**EXERCISE BRIEF**
Count the lines in the entries below that contain the string "base", treating uppercase and lowercase letters as different. Reply with the number alone.

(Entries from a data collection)
○ ○ ○ ○
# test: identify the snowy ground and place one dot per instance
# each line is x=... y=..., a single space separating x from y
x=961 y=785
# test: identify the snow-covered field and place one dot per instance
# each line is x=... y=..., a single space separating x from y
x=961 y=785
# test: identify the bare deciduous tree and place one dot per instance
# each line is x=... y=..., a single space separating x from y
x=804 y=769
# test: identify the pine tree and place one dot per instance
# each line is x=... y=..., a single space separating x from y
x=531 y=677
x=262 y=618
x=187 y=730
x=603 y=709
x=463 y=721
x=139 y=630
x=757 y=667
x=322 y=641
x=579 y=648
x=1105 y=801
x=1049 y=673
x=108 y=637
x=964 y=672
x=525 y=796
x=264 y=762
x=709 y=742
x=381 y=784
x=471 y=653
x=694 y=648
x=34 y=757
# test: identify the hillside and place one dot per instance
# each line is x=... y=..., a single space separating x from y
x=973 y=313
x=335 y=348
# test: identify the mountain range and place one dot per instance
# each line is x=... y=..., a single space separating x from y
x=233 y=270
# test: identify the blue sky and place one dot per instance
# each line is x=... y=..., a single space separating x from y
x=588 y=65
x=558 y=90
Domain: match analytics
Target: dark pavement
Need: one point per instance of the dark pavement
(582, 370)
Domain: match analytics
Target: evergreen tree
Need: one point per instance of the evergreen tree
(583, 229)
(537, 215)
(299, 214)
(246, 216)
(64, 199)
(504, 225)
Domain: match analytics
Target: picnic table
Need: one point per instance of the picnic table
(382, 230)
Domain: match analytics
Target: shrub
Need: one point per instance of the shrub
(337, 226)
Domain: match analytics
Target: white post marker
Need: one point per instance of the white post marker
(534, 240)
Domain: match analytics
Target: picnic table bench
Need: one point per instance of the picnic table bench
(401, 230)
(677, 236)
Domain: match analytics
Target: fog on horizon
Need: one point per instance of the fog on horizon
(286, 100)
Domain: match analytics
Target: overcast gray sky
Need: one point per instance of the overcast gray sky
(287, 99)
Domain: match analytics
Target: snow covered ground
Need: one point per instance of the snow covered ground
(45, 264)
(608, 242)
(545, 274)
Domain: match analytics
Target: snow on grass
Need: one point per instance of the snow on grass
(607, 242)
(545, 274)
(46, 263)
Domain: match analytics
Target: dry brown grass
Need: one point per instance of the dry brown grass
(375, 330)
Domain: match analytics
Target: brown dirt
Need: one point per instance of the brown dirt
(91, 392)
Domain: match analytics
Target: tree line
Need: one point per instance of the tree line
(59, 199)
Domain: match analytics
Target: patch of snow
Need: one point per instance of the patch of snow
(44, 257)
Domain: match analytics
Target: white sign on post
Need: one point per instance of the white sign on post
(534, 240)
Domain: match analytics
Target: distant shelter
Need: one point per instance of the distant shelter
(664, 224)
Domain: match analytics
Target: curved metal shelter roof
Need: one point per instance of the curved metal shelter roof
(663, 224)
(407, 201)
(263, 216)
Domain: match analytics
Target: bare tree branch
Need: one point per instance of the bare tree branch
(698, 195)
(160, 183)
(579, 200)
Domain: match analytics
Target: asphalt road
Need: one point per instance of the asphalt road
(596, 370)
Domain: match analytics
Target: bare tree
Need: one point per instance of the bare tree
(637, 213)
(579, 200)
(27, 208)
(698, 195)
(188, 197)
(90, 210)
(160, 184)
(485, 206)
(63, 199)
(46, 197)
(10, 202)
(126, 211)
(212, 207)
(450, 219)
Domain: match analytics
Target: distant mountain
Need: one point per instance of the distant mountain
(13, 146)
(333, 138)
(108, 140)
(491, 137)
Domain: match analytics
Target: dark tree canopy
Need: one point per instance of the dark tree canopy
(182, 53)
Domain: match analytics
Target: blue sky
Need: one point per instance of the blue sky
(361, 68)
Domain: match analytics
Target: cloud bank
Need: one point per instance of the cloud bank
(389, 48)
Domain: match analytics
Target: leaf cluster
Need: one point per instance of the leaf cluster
○ ○ ○ ○
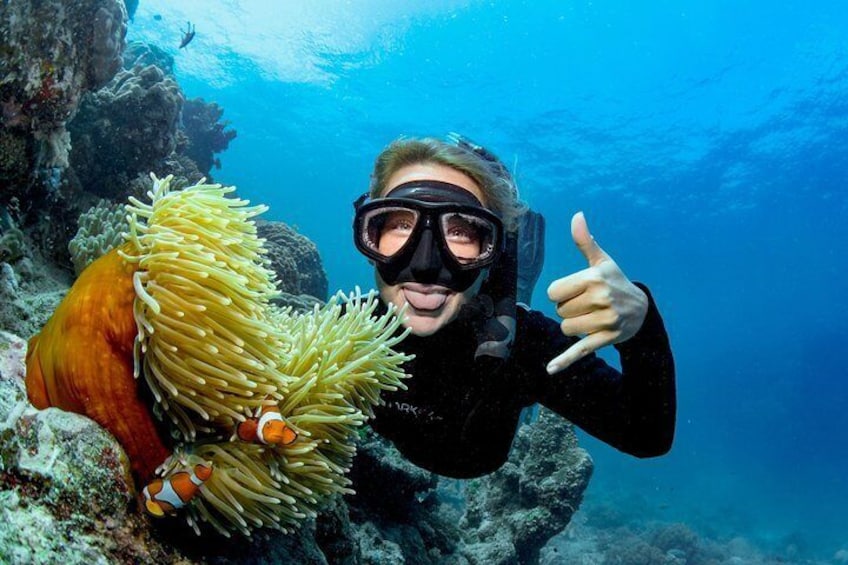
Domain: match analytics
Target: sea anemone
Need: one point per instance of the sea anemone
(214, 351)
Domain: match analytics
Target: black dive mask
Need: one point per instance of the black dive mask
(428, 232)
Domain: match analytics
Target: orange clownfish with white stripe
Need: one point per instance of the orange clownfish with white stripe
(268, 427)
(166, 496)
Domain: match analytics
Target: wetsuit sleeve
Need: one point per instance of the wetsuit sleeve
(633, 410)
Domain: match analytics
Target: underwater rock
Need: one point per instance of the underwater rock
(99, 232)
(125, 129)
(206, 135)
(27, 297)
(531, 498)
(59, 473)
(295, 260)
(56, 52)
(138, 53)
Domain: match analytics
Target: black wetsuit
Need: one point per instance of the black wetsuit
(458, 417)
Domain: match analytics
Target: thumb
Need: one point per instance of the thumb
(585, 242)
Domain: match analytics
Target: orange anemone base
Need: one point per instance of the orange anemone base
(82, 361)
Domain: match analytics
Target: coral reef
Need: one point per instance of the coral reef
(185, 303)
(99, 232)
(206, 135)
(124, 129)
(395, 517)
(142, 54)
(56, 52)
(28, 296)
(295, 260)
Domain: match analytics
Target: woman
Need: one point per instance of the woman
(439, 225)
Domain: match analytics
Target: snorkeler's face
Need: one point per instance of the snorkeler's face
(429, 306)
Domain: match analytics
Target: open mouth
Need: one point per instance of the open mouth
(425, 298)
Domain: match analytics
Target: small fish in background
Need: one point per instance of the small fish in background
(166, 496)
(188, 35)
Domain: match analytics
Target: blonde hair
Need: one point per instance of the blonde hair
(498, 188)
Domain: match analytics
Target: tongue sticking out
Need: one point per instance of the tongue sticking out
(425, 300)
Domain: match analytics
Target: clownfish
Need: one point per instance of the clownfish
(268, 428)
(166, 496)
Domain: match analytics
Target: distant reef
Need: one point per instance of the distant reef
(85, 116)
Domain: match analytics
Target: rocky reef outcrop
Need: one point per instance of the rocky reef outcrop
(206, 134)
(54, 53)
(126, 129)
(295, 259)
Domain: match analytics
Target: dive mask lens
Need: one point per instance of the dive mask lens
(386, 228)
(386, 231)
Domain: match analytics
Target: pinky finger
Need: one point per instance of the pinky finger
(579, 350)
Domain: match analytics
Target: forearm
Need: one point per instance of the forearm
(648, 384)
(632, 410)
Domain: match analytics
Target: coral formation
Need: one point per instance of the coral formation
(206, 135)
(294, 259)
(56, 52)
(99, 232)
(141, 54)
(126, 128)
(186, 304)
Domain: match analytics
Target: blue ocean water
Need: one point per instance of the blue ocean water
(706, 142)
○ ○ ○ ○
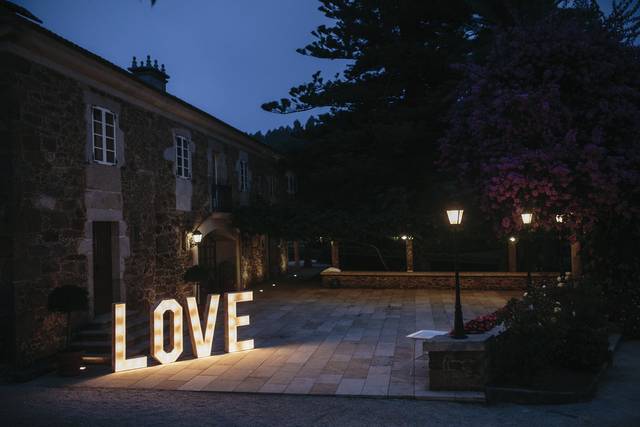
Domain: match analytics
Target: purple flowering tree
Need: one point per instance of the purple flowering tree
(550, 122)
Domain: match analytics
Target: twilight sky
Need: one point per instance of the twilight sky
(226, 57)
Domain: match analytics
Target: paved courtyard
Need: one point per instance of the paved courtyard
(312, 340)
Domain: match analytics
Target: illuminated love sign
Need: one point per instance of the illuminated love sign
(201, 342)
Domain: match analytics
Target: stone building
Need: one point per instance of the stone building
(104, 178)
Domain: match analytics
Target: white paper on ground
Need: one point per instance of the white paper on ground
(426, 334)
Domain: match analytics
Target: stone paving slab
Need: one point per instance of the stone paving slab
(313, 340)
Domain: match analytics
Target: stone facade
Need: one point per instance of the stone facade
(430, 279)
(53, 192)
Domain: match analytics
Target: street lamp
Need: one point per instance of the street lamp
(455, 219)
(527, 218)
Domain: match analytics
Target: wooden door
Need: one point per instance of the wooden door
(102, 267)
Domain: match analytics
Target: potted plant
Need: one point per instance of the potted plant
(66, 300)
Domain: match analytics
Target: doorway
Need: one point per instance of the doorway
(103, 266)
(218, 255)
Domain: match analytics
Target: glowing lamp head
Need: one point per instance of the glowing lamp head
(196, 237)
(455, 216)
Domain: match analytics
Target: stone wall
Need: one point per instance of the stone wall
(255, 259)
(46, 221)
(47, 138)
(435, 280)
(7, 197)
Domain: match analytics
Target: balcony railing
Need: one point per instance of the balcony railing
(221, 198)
○ ○ ○ ○
**ANSWER TO THE PROBLEM**
2